Text section start

Google recently unveiled Gemini, its latest suite of powerful AI models. However, the tech giant is facing criticism for allegedly misrepresenting the capabilities of Gemini in a demo video during the announcement.
The six-minute video showcased Gemini’s multimodal capabilities, combining spoken conversational prompts with image recognition. It portrayed Gemini as capable of recognizing images quickly, responding within seconds, and tracking real-time movements, such as a cup and ball game. However, a disclaimer in the video description on YouTube revealed that “for the purposes of this demo, latency has been reduced, and Gemini outputs have been shortened for brevity.”
Parmy Olson, in a Bloomberg op-ed, raised concerns about Google’s admission that the video demo did not occur in real-time with spoken prompts. Instead, still image frames from raw footage were used, and text prompts were written to which Gemini responded. Olson emphasized the discrepancy between what Google suggested in the video and the actual process, arguing that it misleads viewers about the AI’s real-time capabilities.
Google has a history of facing skepticism regarding demo videos, such as the Duplex demo showcasing an AI voice assistant making restaurant reservations. The lack of ambient noise and overly helpful employees led to doubts about the authenticity of the demo.
Oriol Vinyals, the vice president of research and deep learning lead at Google’s DeepMind and co-lead for Gemini, responded to the recent criticism. Vinyals explained that all the user prompts and outputs in the video are real but shortened for brevity. He stated that the video aimed to illustrate potential multimodal user experiences with Gemini and inspire developers.
The debate underscores the challenges tech companies face in presenting AI capabilities transparently and authentically, especially in the face of increasing scrutiny and competition in the AI landscape. Critics argue that true inspiration comes from allowing developers and journalists to experience the product directly through public beta testing rather than carefully edited promotional videos.

Text section end
Given material section start

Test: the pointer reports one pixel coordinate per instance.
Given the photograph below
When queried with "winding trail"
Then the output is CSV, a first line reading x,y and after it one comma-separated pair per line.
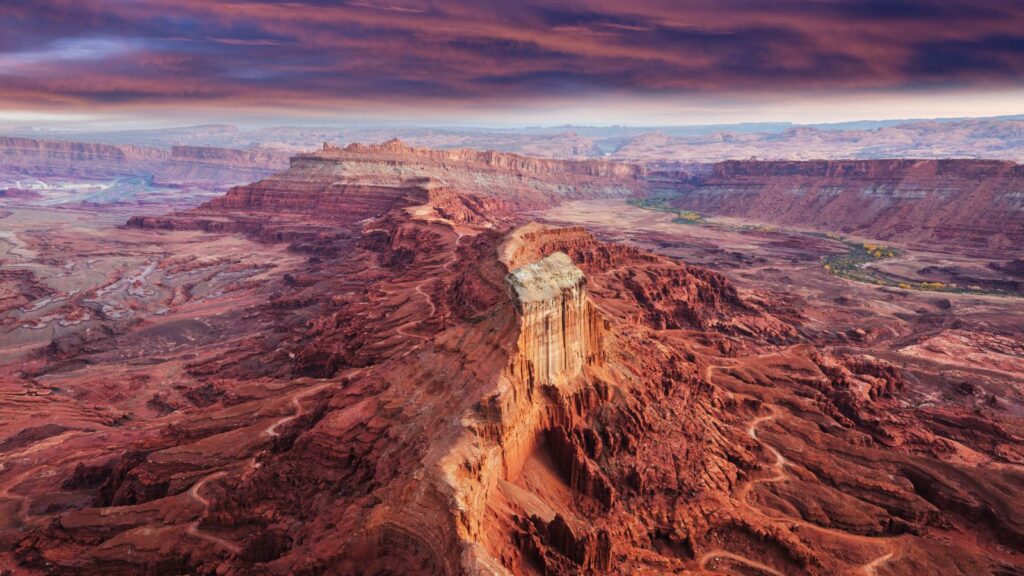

Given material section end

# Work task:
From the article about the Gemini demo video, begin at the words "Parmy Olson, in" and stop after "AI’s real-time capabilities.". Write that passage out again, swapping each "video" for "clip".

# Written response:
Parmy Olson, in a Bloomberg op-ed, raised concerns about Google’s admission that the clip demo did not occur in real-time with spoken prompts. Instead, still image frames from raw footage were used, and text prompts were written to which Gemini responded. Olson emphasized the discrepancy between what Google suggested in the clip and the actual process, arguing that it misleads viewers about the AI’s real-time capabilities.